**Your instructions:** Recast the rows from the line containing "Expected: for each instance of the chair back" through the end of the rows, inclusive, as a two-column CSV with a header of instruction,points. Give one line per row, with its text in instruction and its answer in points, each in a single quoted field with line breaks replaced by spaces.
::::::::::
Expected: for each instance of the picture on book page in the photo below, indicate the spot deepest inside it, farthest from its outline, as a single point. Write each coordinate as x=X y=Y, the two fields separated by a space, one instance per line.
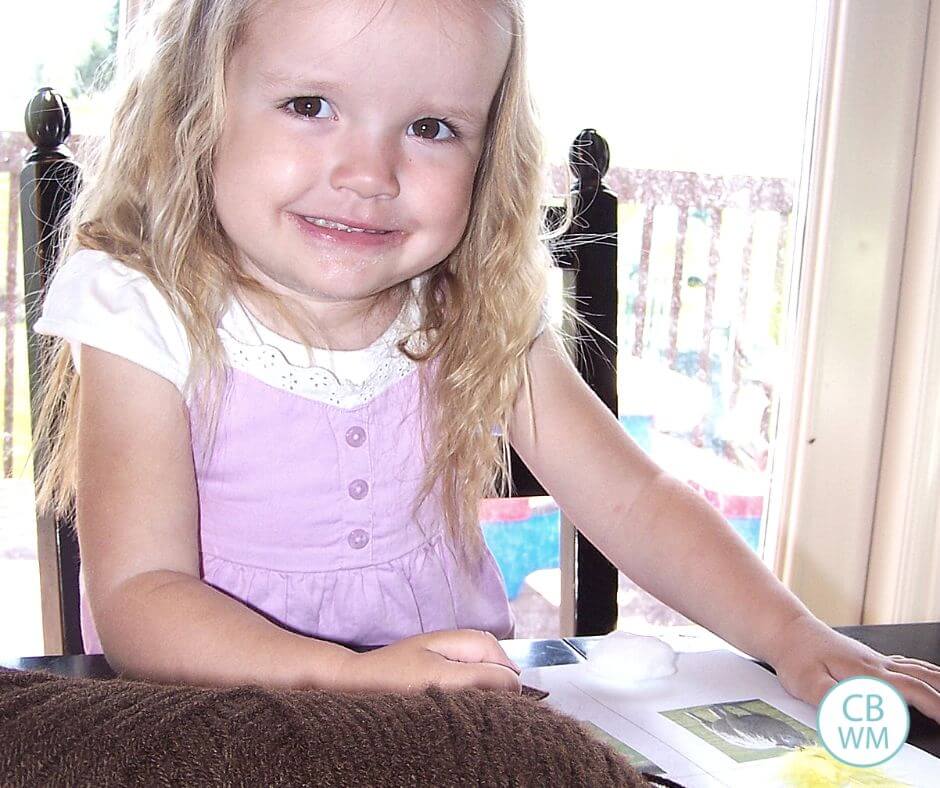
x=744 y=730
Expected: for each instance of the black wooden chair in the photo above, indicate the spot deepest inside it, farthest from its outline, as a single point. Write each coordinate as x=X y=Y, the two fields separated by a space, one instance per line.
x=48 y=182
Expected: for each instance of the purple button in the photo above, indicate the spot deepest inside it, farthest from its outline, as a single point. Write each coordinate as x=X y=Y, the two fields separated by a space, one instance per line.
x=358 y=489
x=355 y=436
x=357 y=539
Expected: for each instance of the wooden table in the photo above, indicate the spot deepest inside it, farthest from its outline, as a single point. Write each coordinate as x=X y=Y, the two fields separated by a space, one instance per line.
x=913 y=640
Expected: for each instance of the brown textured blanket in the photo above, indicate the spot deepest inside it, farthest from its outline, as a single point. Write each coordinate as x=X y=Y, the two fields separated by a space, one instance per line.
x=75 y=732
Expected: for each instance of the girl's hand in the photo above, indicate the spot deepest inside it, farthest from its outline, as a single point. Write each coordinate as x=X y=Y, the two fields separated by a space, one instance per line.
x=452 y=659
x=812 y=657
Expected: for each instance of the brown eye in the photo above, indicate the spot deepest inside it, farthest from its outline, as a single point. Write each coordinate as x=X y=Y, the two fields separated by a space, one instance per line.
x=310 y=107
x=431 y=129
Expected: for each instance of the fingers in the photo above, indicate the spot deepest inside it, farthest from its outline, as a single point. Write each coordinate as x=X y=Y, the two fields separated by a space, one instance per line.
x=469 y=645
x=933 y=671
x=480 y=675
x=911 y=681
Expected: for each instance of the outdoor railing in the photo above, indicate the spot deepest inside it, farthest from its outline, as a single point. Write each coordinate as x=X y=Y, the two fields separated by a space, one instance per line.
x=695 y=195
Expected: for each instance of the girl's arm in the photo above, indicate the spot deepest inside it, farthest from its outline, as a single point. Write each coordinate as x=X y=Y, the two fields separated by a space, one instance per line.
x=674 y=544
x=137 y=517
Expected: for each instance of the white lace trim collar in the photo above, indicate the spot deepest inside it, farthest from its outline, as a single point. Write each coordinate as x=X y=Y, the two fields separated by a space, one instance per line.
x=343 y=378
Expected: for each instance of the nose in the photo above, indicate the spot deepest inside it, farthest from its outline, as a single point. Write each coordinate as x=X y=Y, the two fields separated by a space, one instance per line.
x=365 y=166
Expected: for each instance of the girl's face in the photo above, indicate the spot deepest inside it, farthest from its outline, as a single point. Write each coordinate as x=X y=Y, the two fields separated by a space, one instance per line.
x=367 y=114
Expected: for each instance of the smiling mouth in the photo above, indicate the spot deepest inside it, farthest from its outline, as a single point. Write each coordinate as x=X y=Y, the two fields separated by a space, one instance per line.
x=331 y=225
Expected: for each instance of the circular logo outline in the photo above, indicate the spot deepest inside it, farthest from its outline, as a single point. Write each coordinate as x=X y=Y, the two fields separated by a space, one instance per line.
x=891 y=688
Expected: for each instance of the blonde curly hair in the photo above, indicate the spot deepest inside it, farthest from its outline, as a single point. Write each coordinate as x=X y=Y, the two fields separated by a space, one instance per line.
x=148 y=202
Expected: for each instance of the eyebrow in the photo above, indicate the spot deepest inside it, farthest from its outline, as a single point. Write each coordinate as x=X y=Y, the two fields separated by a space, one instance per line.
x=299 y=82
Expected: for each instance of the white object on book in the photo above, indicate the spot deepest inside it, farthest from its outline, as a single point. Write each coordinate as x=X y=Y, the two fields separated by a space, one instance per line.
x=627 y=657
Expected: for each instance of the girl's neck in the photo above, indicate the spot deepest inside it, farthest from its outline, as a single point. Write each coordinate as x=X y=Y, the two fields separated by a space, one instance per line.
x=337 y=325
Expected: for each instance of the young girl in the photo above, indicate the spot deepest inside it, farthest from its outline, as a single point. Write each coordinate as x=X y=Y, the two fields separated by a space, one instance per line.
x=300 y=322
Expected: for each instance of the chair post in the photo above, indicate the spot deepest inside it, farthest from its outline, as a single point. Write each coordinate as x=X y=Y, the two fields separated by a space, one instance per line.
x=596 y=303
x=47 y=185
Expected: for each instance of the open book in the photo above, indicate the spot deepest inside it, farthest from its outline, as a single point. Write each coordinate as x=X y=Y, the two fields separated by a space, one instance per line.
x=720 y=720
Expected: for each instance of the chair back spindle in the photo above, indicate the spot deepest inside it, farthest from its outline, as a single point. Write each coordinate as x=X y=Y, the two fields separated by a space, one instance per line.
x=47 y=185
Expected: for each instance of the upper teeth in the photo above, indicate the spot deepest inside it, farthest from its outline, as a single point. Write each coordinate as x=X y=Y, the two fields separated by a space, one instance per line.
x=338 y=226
::::::::::
**Right answer:**
instruction,points
"Expected: for each instance of the chair back spindle in the photo above, indicate the spot deepest inside it, farthest from its outline, as a single point. Write each coordinate as x=X y=Y, the two fields separated by a space, one instance per line.","x=47 y=185"
"Expected: for each instance of the upper teeth in the photo above, indicate the spot deepest inside it, farthest from its outline, as a single point. Write each coordinate as x=X y=Y, the two fields separated by a space, one instance per line.","x=338 y=226"